* Requirements *
Copy every line of the material below word for word, leaving out the pictures.

* Dataset rows *
=-=-=

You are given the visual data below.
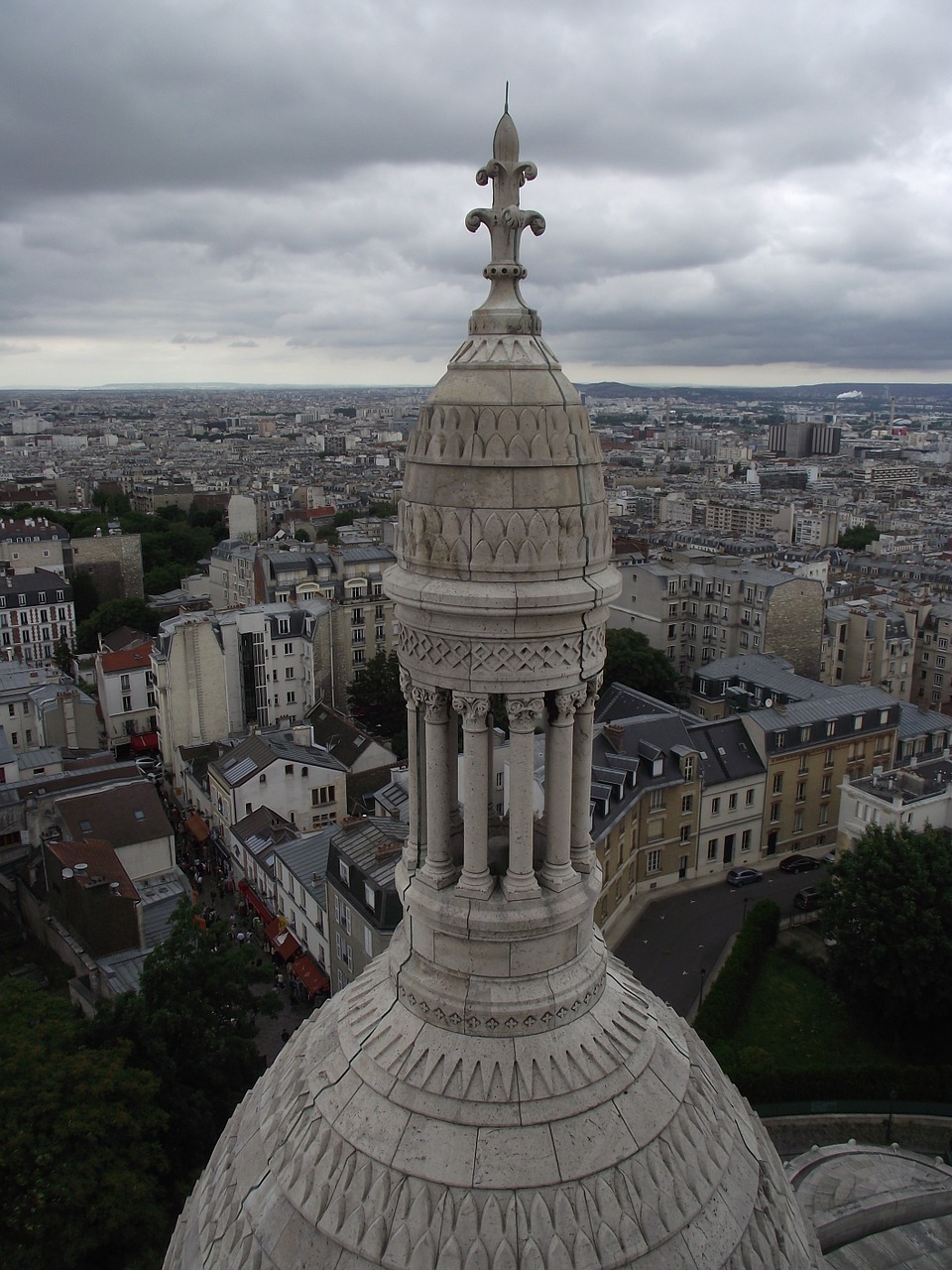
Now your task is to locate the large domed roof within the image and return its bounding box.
[167,941,821,1270]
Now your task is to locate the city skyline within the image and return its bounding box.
[0,0,952,390]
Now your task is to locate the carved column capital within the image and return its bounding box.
[420,689,449,724]
[453,693,489,730]
[548,689,585,726]
[505,696,542,731]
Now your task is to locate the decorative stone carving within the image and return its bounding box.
[453,693,489,727]
[505,698,542,731]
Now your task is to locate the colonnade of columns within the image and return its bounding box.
[401,671,599,899]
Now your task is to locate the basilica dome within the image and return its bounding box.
[165,112,822,1270]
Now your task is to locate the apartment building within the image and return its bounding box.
[151,599,334,772]
[820,599,915,701]
[207,726,346,840]
[95,640,159,749]
[197,540,395,710]
[0,516,72,577]
[608,553,824,676]
[591,702,702,933]
[740,687,900,857]
[0,569,76,666]
[0,663,101,754]
[326,817,407,992]
[910,600,952,713]
[837,752,952,851]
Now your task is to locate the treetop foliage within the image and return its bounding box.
[0,979,167,1270]
[822,825,952,1040]
[603,630,686,706]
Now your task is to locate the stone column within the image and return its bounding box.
[503,696,542,899]
[538,689,585,890]
[453,695,495,899]
[571,675,602,872]
[400,668,426,872]
[420,689,456,886]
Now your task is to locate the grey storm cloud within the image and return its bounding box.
[0,0,952,386]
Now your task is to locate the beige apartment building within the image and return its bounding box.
[740,687,901,858]
[608,553,824,677]
[820,599,915,701]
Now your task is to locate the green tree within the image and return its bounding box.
[346,653,407,738]
[94,899,278,1184]
[837,521,880,552]
[604,630,685,704]
[76,599,160,653]
[822,825,952,1043]
[0,979,168,1270]
[72,572,100,622]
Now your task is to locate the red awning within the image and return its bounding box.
[264,917,300,961]
[289,952,330,997]
[185,812,212,842]
[239,877,272,922]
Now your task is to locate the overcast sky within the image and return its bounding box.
[0,0,952,387]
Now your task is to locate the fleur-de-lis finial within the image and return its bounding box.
[466,103,545,320]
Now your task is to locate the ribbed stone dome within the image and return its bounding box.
[165,945,822,1270]
[165,113,821,1270]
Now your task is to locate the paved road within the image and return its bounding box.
[615,865,826,1019]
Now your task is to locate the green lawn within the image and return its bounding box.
[731,949,893,1071]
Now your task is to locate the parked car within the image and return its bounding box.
[780,856,820,872]
[726,869,763,886]
[793,886,822,913]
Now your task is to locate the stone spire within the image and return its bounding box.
[385,103,618,1035]
[165,113,821,1270]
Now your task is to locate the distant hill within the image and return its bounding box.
[575,381,952,412]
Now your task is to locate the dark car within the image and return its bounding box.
[725,869,763,886]
[780,856,820,872]
[793,886,822,913]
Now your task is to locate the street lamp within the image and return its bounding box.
[886,1089,896,1147]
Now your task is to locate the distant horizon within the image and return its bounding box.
[0,377,952,398]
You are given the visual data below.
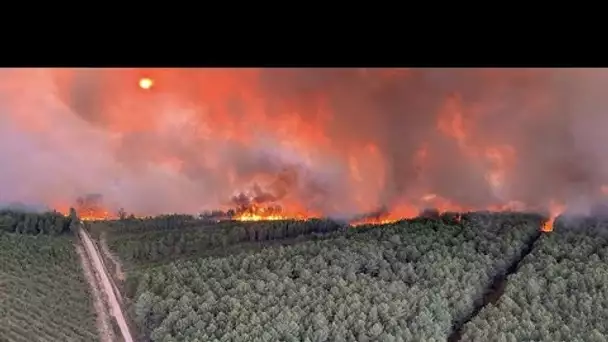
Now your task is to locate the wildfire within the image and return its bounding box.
[541,201,565,233]
[139,77,154,90]
[232,205,315,221]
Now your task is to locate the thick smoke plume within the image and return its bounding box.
[0,69,608,216]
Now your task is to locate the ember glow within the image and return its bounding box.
[0,68,608,223]
[139,77,154,90]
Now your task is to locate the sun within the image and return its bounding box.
[139,77,154,90]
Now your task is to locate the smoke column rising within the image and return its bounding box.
[0,69,608,215]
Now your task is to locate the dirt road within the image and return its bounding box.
[78,228,133,342]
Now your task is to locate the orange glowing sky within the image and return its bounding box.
[0,69,608,224]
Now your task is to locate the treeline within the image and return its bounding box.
[104,219,348,263]
[132,214,542,342]
[0,233,99,342]
[0,210,78,235]
[462,217,608,342]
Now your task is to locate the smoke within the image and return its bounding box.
[0,69,608,216]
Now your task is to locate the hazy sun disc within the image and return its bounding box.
[139,77,154,90]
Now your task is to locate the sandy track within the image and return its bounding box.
[78,228,133,342]
[75,244,114,342]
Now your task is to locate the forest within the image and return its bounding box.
[105,213,544,341]
[0,210,608,342]
[462,217,608,342]
[0,231,98,342]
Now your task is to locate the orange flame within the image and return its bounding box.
[541,201,565,233]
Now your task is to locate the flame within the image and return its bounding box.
[541,201,565,233]
[232,204,316,221]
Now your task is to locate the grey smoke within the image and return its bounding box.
[0,69,608,215]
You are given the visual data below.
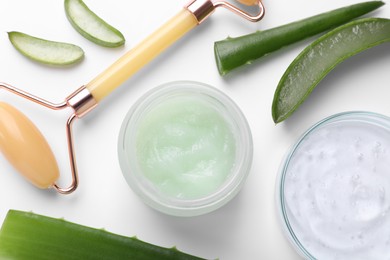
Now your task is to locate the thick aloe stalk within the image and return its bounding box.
[214,1,384,75]
[0,210,207,260]
[272,18,390,123]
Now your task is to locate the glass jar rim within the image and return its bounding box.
[118,81,253,216]
[275,111,390,259]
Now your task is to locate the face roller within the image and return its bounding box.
[0,0,264,194]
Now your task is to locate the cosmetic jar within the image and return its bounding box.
[276,112,390,260]
[118,81,253,217]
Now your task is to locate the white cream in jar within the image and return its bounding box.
[277,112,390,260]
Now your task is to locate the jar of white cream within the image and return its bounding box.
[118,81,252,216]
[276,112,390,260]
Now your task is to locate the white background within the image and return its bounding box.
[0,0,390,260]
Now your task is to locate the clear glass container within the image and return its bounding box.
[276,112,390,260]
[118,81,253,216]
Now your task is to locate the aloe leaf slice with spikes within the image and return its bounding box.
[0,210,206,260]
[8,31,84,66]
[64,0,125,48]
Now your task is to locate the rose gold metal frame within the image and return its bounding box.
[185,0,265,24]
[0,83,97,194]
[0,0,264,194]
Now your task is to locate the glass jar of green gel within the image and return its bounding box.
[118,81,253,216]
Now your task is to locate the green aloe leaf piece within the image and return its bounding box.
[64,0,125,47]
[8,31,84,66]
[272,18,390,123]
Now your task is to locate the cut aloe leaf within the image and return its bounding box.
[65,0,125,47]
[272,18,390,123]
[0,210,207,260]
[8,32,84,65]
[214,0,384,76]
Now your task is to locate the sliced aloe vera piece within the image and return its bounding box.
[65,0,125,47]
[272,18,390,123]
[0,210,206,260]
[8,31,84,65]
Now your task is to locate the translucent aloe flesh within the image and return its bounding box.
[0,210,207,260]
[8,32,84,65]
[64,0,125,47]
[272,18,390,123]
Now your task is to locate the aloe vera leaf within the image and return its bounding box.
[214,1,384,76]
[272,18,390,123]
[64,0,125,48]
[0,210,206,260]
[8,31,84,65]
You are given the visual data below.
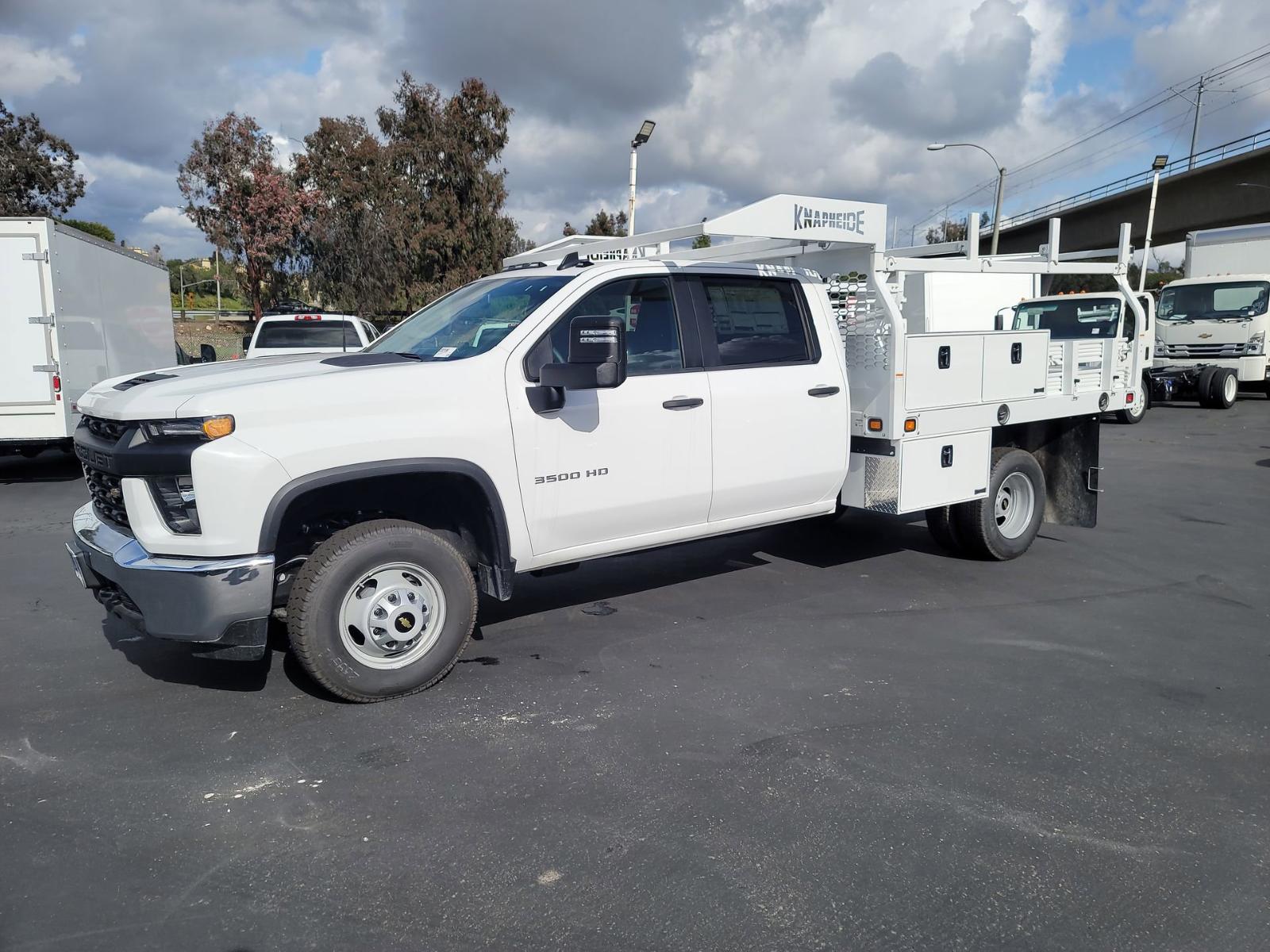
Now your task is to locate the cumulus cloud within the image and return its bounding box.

=-=-=

* Task result *
You are given the visual data below.
Now your task is to locate the large domed roof within the image and return its bounding box.
[167,941,821,1270]
Now your task is to locate the city skyline within the image and return its bounding box.
[0,0,952,390]
Now your task is to locate the carved column capital within the image and return its bounding box.
[420,689,449,724]
[453,693,489,730]
[548,689,585,726]
[505,696,542,731]
Now your task is to locate the decorative stone carving within the image and return its bounding box.
[453,693,489,727]
[505,698,542,731]
Now your task is to locate the colonnade of columns within the image and return its bounding box.
[401,671,599,899]
Now your task is to locate the basilica dome within the image and return its bounding box.
[165,112,822,1270]
Now your task is to locate the apartment building within the image and return its bounding box.
[151,599,334,772]
[820,599,915,701]
[207,726,346,840]
[95,640,159,749]
[197,540,395,710]
[0,516,72,577]
[608,553,824,676]
[591,702,702,933]
[740,687,900,857]
[0,569,76,666]
[0,663,101,754]
[326,817,407,992]
[910,600,952,713]
[837,752,952,851]
Now your task is to locate the treetop foliage within the image and return its bounding box.
[0,979,167,1270]
[822,825,952,1040]
[603,630,686,706]
Now your task is to locate the stone column within the image and return its bounding box.
[503,696,542,899]
[538,689,585,890]
[453,695,495,899]
[571,675,602,872]
[400,668,426,872]
[420,689,456,886]
Now your task is to locate the grey storm cloud within the image and return its bounding box.
[0,0,952,386]
Now your task is to locate the beige apartment building within the image and return its bounding box.
[740,687,901,858]
[608,553,824,677]
[820,599,915,701]
Now your task is to locate the green tree within the image and return its bounding box.
[346,653,407,738]
[94,899,278,1184]
[837,521,880,552]
[604,630,685,704]
[76,599,160,653]
[822,825,952,1043]
[0,979,168,1270]
[72,572,100,622]
Now your task is to locate the red awning within the image and return its bounding box.
[264,917,300,961]
[289,952,330,997]
[185,812,212,842]
[239,877,272,922]
Now your task is to locate the overcast sky within the image and return its bounding box.
[0,0,952,387]
Now your task is to locate the fleur-de-lis finial within the image and return its bounding box.
[466,103,545,320]
Now your task is to locate the ribbed stone dome within the image and return its bounding box.
[165,945,822,1270]
[165,113,821,1270]
Now your task is to locate the paved road within the image and return its bounding box.
[615,865,826,1019]
Now your task is to locate the green lawn within the image and return its bounding box.
[731,949,893,1071]
Now your task is to locate the parked car within the image and return its bounding box.
[780,856,820,872]
[726,869,763,886]
[793,886,822,913]
Now your task is to locate the stone spire within the image and return its bounding box.
[385,103,618,1035]
[165,113,821,1270]
Now your task is to locate the distant hill within the image and return its bounding box.
[575,381,952,412]
Now your task is to locate the dark car within the image and return its bounding box.
[725,869,763,886]
[780,856,820,872]
[793,886,822,913]
Now your task is to locate the street lamp within the image and return its bounding box.
[886,1089,896,1147]
Now your task is to locate the distant horizon within the image and return its bounding box.
[0,377,952,398]
You are given the visual data below.
Now your task is to locate the wildfire within the image and return its bounding box.
[541,201,565,233]
[139,77,154,90]
[232,205,315,221]
Now your task is to locate the thick smoke plume within the image and return its bounding box.
[0,69,608,216]
Now your task is to locate the ember glow within the image and return its bounding box.
[0,68,608,223]
[139,77,154,90]
Now your task is to locate the sun within the image and return its bounding box.
[139,77,154,90]
Now your task is to locate the smoke column rising within the image and return its bounding box.
[0,69,608,215]
Now your task is to locate the dirt road within the image and return its bounding box.
[78,228,133,342]
Now your task is to locate the orange glowing sky within the image and return its bounding box.
[0,69,608,224]
Now your task is to locate the treeline within the image and return its bounding box.
[104,219,348,263]
[132,214,542,342]
[0,233,99,342]
[0,210,78,235]
[462,217,608,342]
Now your task is to locate the smoke within the image and return its bounding box.
[0,69,608,216]
Now your task is to locate the hazy sun disc within the image and return its bounding box.
[139,77,154,90]
Now your task is to locate the sandy track within the image and return its bounding box.
[78,228,133,342]
[75,244,114,342]
Now your task is to locate the forest within the image and return its bounding box.
[105,213,544,341]
[0,210,608,342]
[462,217,608,342]
[0,231,98,342]
Now your task is to locate the orange flame within the image and return its bounding box.
[541,201,565,233]
Now your task is to locate the flame within the image and return its bounding box.
[541,201,565,233]
[232,204,316,221]
Now your task is to locate the grey smoke within the image and return its bounding box.
[0,69,608,215]
You are given the visual data below.
Now your task is to locate the thick aloe stalk within the image and return its bounding box.
[214,1,384,75]
[0,210,207,260]
[272,18,390,123]
Now your task is to locate the glass jar rim within the image and return its bounding box.
[118,81,253,216]
[275,111,390,259]
Now your task is to locate the face roller within the image and return its bounding box.
[0,0,264,194]
Now your task is to locate the cosmetic jar within the image and return its bounding box.
[276,112,390,260]
[118,81,253,217]
Now your task is to locate the white cream in jar within the image and return its bounding box.
[277,112,390,260]
Now your task is to locate the jar of white cream within the image and return its bounding box.
[118,81,252,216]
[276,112,390,260]
Now your task is to locate the white background within the image and return its bounding box.
[0,0,390,260]
Now your task is to locate the clear glass container within the image and return its bounding box.
[276,112,390,260]
[118,81,253,216]
Now your task is to locate the aloe leaf slice with spikes within the image and return its bounding box.
[0,210,206,260]
[8,31,84,66]
[64,0,125,48]
Now your task is to locate the rose gold metal frame within the image and return its bounding box.
[185,0,265,24]
[0,83,97,194]
[0,0,264,194]
Now your task is to locate the glass jar of green gel within the image and return its bounding box.
[118,81,253,216]
Now your task is to locate the green aloe leaf piece within the image and return its bounding box.
[64,0,125,47]
[8,31,84,66]
[272,18,390,123]
Now your task is to locate the cut aloe leaf within the image and return its bounding box.
[65,0,125,47]
[272,18,390,123]
[0,210,207,260]
[8,32,84,65]
[214,0,384,76]
Now your task is to locate the sliced aloe vera piece within the image and return its bounding box.
[65,0,125,47]
[272,18,390,123]
[0,210,206,260]
[8,31,84,65]
Now your task is to locate the translucent aloe flesh within the image and return its bounding box.
[0,210,207,260]
[8,32,84,65]
[64,0,125,47]
[272,18,390,123]
Now your task is to locate the aloe vera leaf within the image and return its bounding box.
[214,1,384,76]
[272,18,390,123]
[64,0,125,48]
[0,210,206,260]
[8,31,84,65]
You are given the visual data below.
Now your task is to locate the cumulus cloud within the image and return its bounding box.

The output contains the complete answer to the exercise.